Consigna: Prolonga el fragmento sobre el Congreso de Tucumán a partir de su última oración.

Fragmento proporcionado:
------------

Un debate caliente en el Congreso de Tucumán

    Julio M. Luqui Lagleyze*


    María Martínez

    El Congreso General Constituyente había sido convocado por el un nuevo Directorio, surgido tras la caída del Director Carlos de Alvear, a mediados de 1815.

    La convocatoria fue hecha a fines de ese mismo año y se debía a la fuerte influencia de San Martín, a la sazón Gobernador Intendente de Cuyo, pero que movía desde Mendoza los hilos de la renovada Logia Lautaro en Buenos Aires, que seguía ahora su Plan Continental. Los ideales originarios de encausar la revolución y declarar la Independencia volvían a reverdecer en el Congreso.

    Se había elegido Tucumán, por estar en un nudo de comunicaciones entre el centro y el norte de las PPUU y alejado de Buenos Aires. Esta se hallaba amenazada por una posible invasión española y demasiado cercana, además, a la convulsionada Banda Oriental y el Litoral. Estos respondían a Artigas, que no aceptó enviar diputados al Congreso, montando uno propio, llamado del Oriente, de poca influencia y nulos resultados, pese a su exagerada ponderación por parte de algún historiador actual.

    Los portugueses por su parte no mostraban claras intenciones con respecto a las PPUU. Esto es si apoyarían desde sus puertos de Brasil a una expedición española; si entrarían en alianza militar para atacar a la capital insurgente, o si solo abrigaban intenciones anexionistas sobre la Banda Oriental.

    El Alto Perú se había perdido hacía poco, a fines de 1815 en la batalla de Sipe Sipe, y el Ejército del Norte se hallaba en retirada en Salta cuando la convocatoria al Congreso.

------------

Material disponible:
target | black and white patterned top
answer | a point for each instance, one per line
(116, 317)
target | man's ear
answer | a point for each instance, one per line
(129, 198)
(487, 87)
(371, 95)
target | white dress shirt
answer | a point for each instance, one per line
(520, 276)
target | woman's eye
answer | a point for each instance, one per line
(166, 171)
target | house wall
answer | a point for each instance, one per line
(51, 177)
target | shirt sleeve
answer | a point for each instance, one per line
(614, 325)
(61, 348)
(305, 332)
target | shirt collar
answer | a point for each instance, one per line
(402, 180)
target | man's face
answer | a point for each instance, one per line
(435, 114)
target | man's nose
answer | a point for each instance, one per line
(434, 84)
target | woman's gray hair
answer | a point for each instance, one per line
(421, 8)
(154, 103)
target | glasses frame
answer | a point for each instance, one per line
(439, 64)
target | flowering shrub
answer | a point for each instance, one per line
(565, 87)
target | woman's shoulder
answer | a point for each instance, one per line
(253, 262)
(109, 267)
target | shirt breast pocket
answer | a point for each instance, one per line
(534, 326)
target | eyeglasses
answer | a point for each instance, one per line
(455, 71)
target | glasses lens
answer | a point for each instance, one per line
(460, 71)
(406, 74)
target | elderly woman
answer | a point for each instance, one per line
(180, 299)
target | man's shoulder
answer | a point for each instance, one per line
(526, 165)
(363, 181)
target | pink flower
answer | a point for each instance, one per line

------------

Resultado:
    Pero Tucumán aún era segura puesto que el coronel salteño Martín Miguel de Güemes con sus hombres se encargaba de frenar cualquier avance realista desde el Norte, y poco después los restos del Ejército del Norte se instalarían en La Ciudadela, en las afueras de Tucumán para dar protección cercana al Congreso y nuevamente a las órdenes del general Manuel Belgrano.
    Restando las provincias dominadas por la Liga Artiguista y algunas de las ocupadas por el enemigo realista en el Alto Perú, al Congreso concurrieron 29 diputados de todas las provincias unidas: Buenos Aires, la Intendencia de Córdoba (Córdoba, La Rioja, Catamarca y Santiago del Estero), la de Cuyo (Mendoza, San Juan y San Luis), Salta, Jujuy, la propia Tucumán y por el Alto Perú, las provincias de Charcas, Mizque y Chichas.

    Detrás de la convocatoria al Congreso estaba el general San Martín, quien reclamaba una pronta declaración de independencia, para poder tener el instrumento legal y la legitimidad necesaria para emprender su plan continental de emancipación, amparado en la bandera de una nación soberana y no como provincias insurgentes del monarca español. Escribía a uno de sus diputados, Godoy Cruz, que era ridículo tener pabellón, acuñar moneda, usar escudo y hacer la guerra a un soberano del cual todavía seguíamos “a pupilo”, pues no nos habíamos declarado libres de él.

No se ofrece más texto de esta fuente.